Excerpts of labeled region data:

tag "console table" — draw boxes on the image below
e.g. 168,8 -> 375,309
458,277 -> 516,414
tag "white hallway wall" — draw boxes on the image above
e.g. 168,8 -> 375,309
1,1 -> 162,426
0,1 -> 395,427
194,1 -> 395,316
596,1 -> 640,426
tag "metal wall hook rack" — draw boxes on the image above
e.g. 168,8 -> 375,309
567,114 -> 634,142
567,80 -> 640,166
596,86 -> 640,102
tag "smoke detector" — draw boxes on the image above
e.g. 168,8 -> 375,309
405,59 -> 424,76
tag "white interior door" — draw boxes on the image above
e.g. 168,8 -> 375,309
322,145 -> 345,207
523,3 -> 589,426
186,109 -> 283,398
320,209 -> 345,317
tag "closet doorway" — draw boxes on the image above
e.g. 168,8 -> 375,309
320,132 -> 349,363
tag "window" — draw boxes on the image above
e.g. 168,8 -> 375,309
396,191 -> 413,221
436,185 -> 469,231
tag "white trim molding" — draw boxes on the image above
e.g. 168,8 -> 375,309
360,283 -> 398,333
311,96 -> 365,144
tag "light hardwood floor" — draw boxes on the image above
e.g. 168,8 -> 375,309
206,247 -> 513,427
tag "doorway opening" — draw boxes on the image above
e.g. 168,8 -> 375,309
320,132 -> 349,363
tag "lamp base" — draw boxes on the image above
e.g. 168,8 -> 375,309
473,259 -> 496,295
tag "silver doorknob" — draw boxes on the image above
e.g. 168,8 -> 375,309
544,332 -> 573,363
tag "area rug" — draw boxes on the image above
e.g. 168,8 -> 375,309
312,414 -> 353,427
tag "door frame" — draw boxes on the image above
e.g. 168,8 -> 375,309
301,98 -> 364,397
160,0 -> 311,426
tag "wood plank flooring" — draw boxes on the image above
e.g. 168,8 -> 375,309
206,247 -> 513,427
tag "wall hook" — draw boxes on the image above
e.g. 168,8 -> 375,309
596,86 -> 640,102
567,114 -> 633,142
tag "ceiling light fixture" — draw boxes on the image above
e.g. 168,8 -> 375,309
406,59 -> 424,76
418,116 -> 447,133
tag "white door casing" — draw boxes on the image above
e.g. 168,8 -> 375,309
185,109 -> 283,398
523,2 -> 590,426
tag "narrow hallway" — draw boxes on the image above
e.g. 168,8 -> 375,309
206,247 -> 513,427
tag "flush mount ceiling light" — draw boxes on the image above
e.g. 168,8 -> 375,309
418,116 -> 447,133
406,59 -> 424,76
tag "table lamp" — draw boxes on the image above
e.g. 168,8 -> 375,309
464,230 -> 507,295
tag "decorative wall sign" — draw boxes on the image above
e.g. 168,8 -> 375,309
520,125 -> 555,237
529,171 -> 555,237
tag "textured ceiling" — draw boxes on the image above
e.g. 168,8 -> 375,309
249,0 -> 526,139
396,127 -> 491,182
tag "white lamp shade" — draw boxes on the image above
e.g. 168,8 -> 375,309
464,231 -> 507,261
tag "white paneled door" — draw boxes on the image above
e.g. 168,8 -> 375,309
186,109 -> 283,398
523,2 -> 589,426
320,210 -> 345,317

INSTRUCTIONS TO FOLLOW:
Every record should be repeated exactly; please leave none out.

ANSWER IN FULL:
tag "console table" — draw boxes on the image below
e.g. 168,8 -> 375,309
458,277 -> 516,414
tag "white hallway wall" — draw boxes on the image above
e.g. 168,8 -> 375,309
1,1 -> 162,426
0,1 -> 395,427
194,1 -> 395,316
596,1 -> 640,426
tag "metal wall hook rack" — draw boxes on the image above
e.g. 168,8 -> 375,309
567,114 -> 634,142
567,80 -> 640,166
596,86 -> 640,102
tag "smoke detector" — draw boxes on the image above
e.g. 168,8 -> 375,309
405,59 -> 424,76
tag "white interior door" — draw boxes on the image above
e.g. 168,8 -> 375,309
322,145 -> 345,207
523,3 -> 589,426
186,109 -> 283,398
320,209 -> 345,317
tag "closet doorway" — draw boxes on the image above
e.g. 168,8 -> 375,309
320,132 -> 349,363
tag "window" — draw boxes on the image above
e.g. 168,8 -> 375,309
396,191 -> 413,221
436,185 -> 469,231
tag "white trim molding" — draw boxes on the image above
e.g. 168,8 -> 375,309
360,283 -> 398,333
311,96 -> 365,144
tag "light hardwood floor" — draw boxes on the image above
e.g. 168,8 -> 375,309
206,247 -> 513,427
tag "doorway opening" — draw boxes on the image above
e.g. 168,8 -> 375,309
320,132 -> 349,363
tag "lamp base" — draw boxes on the image above
e.g. 168,8 -> 375,309
473,259 -> 496,295
tag "silver doorknob" — draw boxes on the image above
e.g. 168,8 -> 375,309
544,332 -> 573,363
tag "area rug" — draw boxes on the image above
e.g. 168,8 -> 375,309
312,414 -> 353,427
tag "door frame" — draw boxes on the image above
e.g. 168,8 -> 375,309
301,98 -> 364,397
160,0 -> 311,426
tag "wood plank flooring" — draw boxes on the image above
e.g. 168,8 -> 375,309
206,247 -> 513,427
tag "wall hook" — draw boxes on the image above
e.g. 168,8 -> 375,309
596,86 -> 640,102
567,114 -> 633,142
tag "ceiling light fixture" — draw boxes on the image above
e.g. 168,8 -> 375,309
406,59 -> 424,76
418,116 -> 447,133
tag "white door casing" — draw boxes on the image above
e.g. 168,8 -> 375,309
185,109 -> 283,398
523,2 -> 590,426
tag "narrow hallway" — draw boxes on the image above
e.g. 168,8 -> 375,309
206,247 -> 513,427
tag "flush mount ceiling light" — draw boxes on the image above
e.g. 168,8 -> 375,309
418,116 -> 447,133
406,59 -> 424,76
tag "table lamp" — draw boxes on the image above
e.g. 168,8 -> 375,309
464,230 -> 507,295
tag "decorative wall sign" — draw boxes on the image above
e.g. 168,8 -> 375,309
520,125 -> 555,237
529,171 -> 555,237
tag "textured ceiling" — draw boxes on the image above
e.g. 168,8 -> 375,309
249,0 -> 526,139
396,127 -> 491,182
tag "white lamp shade" — draw boxes on the image above
e.g. 168,8 -> 375,309
464,231 -> 507,261
tag "white paneled door" — draw boxes on the image above
e.g. 168,8 -> 375,309
186,109 -> 283,398
523,2 -> 589,426
320,210 -> 345,317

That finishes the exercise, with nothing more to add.